Text to read
== == ==

Finding a new medium of expression
A parliamentarian, policymaker and gifted orator – Meenakshi Lekhi talks to Arif Mohammad in an exclusive interview and discusses her first book and journey of becoming a writer
First of all, heartiest congratulations on your first book. Could you please brief our readers on your journey as an author?
Thank you so much! The journey started about five-six years ago. We were out for lunch and one of my sisters-in-law, who works at a prominent publishing house, suggested I write a book as I have so many things to tell! Given my awry life, I rarely have the time to sit with a laptop. She urged and insisted that she will arrange for someone who will type the whole thing as I narrate.
To begin with, I started on the lines of a non-fictional narrative. But I realised that non-fiction books end up in libraries and become consulting books rather than a book you and I would enjoy reading leisurely. All of us would have read both genres while growing up, but the writers we usually retain are the ones with fictional narrations. Halfway through, we had to scrap everything and start from scratch.

== == ==

[Records for location labeling]
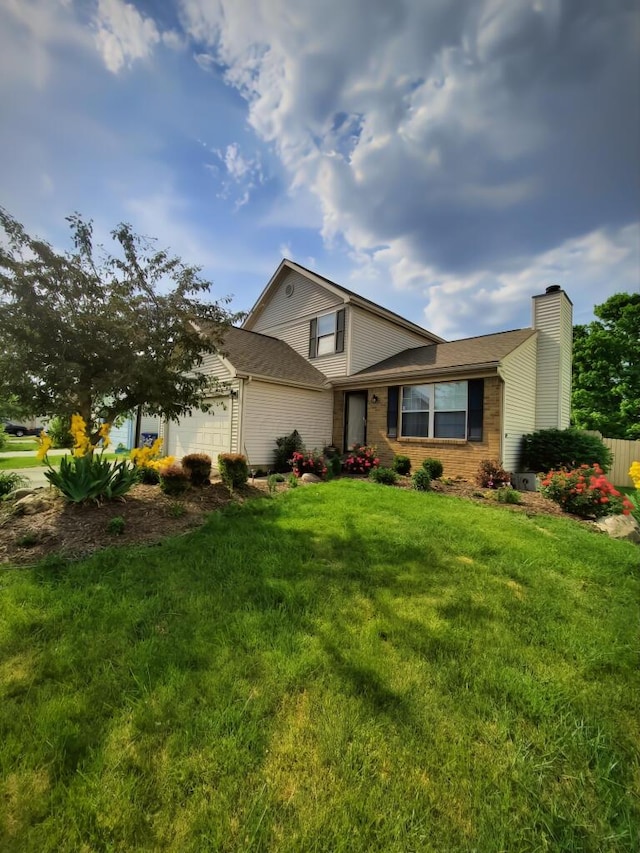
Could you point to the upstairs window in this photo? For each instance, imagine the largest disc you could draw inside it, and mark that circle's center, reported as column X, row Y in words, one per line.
column 326, row 334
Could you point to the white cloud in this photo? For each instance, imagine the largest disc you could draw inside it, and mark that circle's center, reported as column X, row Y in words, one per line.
column 441, row 139
column 124, row 35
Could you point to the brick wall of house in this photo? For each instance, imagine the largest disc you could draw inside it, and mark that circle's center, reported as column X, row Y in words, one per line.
column 460, row 458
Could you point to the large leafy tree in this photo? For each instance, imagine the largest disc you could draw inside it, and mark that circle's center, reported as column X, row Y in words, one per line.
column 606, row 369
column 98, row 333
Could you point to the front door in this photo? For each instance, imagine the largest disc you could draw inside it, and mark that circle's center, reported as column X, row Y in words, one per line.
column 355, row 419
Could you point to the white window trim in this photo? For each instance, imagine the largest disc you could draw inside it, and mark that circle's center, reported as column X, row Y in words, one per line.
column 431, row 393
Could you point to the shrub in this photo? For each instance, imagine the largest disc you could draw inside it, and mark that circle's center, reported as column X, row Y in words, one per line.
column 59, row 431
column 9, row 482
column 286, row 446
column 421, row 480
column 491, row 475
column 116, row 525
column 507, row 495
column 198, row 467
column 434, row 467
column 233, row 469
column 360, row 459
column 386, row 476
column 401, row 465
column 552, row 449
column 586, row 492
column 308, row 463
column 174, row 480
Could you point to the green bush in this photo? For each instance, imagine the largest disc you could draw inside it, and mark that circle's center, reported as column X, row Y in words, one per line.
column 551, row 449
column 401, row 465
column 233, row 469
column 434, row 467
column 92, row 478
column 59, row 431
column 507, row 495
column 286, row 446
column 9, row 482
column 421, row 480
column 491, row 475
column 174, row 480
column 198, row 467
column 386, row 476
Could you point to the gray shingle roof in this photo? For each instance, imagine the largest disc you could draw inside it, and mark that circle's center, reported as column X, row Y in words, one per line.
column 261, row 355
column 467, row 353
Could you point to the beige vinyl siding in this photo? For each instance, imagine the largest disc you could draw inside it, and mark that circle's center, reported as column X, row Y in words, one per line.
column 271, row 410
column 518, row 371
column 307, row 300
column 372, row 339
column 552, row 317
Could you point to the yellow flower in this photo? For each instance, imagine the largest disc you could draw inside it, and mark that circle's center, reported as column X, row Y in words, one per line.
column 45, row 443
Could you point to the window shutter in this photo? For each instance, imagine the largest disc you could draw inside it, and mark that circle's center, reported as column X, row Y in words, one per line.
column 340, row 331
column 393, row 397
column 313, row 338
column 475, row 415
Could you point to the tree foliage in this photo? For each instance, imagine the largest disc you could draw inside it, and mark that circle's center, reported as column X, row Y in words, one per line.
column 97, row 333
column 606, row 369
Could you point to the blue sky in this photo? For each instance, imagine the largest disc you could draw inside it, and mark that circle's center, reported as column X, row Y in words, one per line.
column 447, row 159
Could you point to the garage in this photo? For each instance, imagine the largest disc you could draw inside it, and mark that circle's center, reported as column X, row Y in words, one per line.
column 202, row 432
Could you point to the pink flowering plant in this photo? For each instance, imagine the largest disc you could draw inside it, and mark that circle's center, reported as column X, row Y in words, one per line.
column 360, row 459
column 585, row 491
column 308, row 462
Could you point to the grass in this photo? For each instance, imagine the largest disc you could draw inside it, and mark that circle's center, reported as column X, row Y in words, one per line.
column 14, row 462
column 339, row 668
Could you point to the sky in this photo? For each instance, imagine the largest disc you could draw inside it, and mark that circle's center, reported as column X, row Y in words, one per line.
column 447, row 159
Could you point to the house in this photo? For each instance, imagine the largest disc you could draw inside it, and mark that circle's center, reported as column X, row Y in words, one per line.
column 316, row 357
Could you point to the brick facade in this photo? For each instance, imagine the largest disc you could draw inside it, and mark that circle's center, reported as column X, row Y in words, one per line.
column 460, row 458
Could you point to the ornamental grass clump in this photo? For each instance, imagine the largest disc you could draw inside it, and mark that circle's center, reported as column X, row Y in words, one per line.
column 360, row 459
column 308, row 462
column 586, row 492
column 198, row 467
column 84, row 474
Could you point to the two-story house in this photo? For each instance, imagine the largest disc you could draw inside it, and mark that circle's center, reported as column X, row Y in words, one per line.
column 316, row 357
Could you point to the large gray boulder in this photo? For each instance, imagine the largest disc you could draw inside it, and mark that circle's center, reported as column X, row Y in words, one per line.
column 620, row 527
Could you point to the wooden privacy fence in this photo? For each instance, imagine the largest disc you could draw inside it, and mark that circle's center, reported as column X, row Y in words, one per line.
column 624, row 453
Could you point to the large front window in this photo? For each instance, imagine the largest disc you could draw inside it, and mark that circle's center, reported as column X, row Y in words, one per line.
column 438, row 410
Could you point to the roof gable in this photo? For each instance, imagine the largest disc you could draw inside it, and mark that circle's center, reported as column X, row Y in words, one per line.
column 469, row 353
column 342, row 294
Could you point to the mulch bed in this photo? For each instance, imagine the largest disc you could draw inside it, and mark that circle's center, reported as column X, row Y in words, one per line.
column 149, row 516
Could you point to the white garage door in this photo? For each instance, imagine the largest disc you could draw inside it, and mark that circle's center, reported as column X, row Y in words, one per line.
column 203, row 432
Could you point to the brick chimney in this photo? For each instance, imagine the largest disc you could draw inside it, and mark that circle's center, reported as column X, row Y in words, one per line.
column 552, row 316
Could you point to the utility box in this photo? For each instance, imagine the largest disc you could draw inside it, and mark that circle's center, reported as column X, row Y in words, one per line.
column 526, row 481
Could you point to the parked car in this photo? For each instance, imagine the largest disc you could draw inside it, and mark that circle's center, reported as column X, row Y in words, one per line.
column 20, row 430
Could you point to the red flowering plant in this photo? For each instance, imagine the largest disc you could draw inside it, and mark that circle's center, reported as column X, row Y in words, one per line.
column 585, row 491
column 308, row 462
column 360, row 459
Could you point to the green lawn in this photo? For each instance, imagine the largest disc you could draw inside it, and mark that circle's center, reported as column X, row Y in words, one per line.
column 13, row 462
column 345, row 667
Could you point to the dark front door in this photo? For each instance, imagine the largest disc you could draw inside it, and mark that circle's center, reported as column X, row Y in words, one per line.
column 355, row 418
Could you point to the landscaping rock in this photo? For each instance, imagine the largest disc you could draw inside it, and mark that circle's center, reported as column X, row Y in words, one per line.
column 620, row 527
column 31, row 504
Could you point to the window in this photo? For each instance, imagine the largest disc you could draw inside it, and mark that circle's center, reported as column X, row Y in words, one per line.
column 437, row 410
column 326, row 334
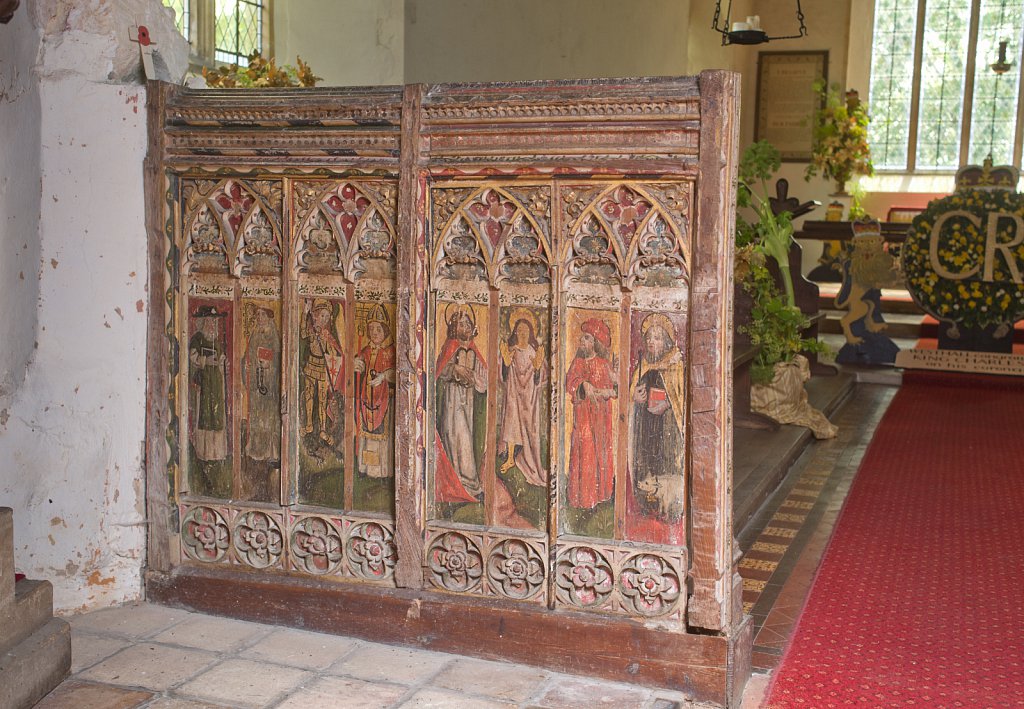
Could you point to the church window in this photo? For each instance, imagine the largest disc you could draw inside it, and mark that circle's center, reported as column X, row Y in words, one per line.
column 222, row 31
column 936, row 102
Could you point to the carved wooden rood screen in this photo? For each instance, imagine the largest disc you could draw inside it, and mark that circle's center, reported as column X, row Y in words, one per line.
column 450, row 366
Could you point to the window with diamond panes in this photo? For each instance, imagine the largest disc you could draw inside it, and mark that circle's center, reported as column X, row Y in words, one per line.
column 936, row 102
column 180, row 8
column 239, row 30
column 223, row 31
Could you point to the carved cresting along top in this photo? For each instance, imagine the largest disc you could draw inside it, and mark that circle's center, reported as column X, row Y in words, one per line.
column 617, row 122
column 284, row 126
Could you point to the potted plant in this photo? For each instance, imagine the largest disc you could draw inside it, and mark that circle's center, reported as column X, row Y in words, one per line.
column 775, row 324
column 840, row 151
column 260, row 73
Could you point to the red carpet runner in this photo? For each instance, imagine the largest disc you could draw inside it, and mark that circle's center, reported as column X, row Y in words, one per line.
column 920, row 597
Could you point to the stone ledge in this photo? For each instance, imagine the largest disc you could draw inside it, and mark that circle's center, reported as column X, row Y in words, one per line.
column 31, row 610
column 33, row 668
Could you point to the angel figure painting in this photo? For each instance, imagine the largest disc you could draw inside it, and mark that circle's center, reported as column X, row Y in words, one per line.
column 657, row 397
column 322, row 387
column 209, row 411
column 374, row 399
column 592, row 392
column 522, row 440
column 460, row 424
column 261, row 389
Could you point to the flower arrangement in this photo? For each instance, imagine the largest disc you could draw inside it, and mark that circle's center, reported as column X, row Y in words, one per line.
column 975, row 300
column 260, row 73
column 841, row 150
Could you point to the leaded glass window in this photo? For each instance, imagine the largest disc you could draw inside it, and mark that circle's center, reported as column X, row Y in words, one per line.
column 180, row 8
column 222, row 31
column 239, row 30
column 935, row 100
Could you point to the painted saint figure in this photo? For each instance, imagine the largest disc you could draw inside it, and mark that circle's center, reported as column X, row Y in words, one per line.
column 209, row 405
column 657, row 390
column 462, row 374
column 324, row 371
column 374, row 394
column 261, row 374
column 523, row 376
column 591, row 385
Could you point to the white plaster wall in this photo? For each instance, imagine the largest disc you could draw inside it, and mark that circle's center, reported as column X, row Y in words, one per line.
column 72, row 444
column 19, row 196
column 497, row 40
column 71, row 435
column 346, row 42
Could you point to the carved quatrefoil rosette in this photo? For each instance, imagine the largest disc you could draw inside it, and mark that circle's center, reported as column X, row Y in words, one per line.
column 205, row 535
column 258, row 540
column 316, row 546
column 456, row 562
column 584, row 577
column 515, row 569
column 371, row 551
column 649, row 585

== == ==

Goal A
Please decide whether each statement agrees with the interview about writing a first book, answering yes or no and quoting the deciding words. (i) The sister-in-law who suggested the book works at a prominent publishing house. (ii) The book was a work of fiction from the very start. (iii) Lekhi typed the whole book on a laptop.
Goal B
Rewrite the entries starting with the line with "Could you point to the white cloud" and going on through the line with "column 431, row 393". Replace "front door" with "garage door" and change nothing else.

Reply A
(i) Yes: "one of my sisters-in-law, who works at a prominent publishing house, suggested I write a book"
(ii) No: "To begin with, I started on the lines of a non-fictional narrative."
(iii) No: "she will arrange for someone who will type the whole thing as I narrate."

Reply B
Could you point to the white cloud in this photo? For each instance, imagine the largest disc you could draw inside it, and mark that circle's center, reported as column X, row Y in words, one per line.
column 441, row 139
column 124, row 35
Could you point to the brick wall of house in this photo? For each instance, imagine the largest disc you could draw inside it, and mark that circle's center, reported as column X, row Y in words, one per line.
column 460, row 458
Could you point to the large leafy tree in this photo? For each instance, imagine the largest disc you could draw inside it, and mark that circle's center, reported as column X, row Y in words, one per line.
column 606, row 369
column 98, row 333
Could you point to the garage door in this photo? For each instance, imagine the largest disc you could draw inside it, and mark that circle's center, reported as column X, row Y in words, one per line.
column 355, row 419
Could you point to the white window trim in this photo? For each instance, imagine the largest disc you could draw inside it, and mark that circle's center, reported as column X, row Y in words, one per line.
column 431, row 393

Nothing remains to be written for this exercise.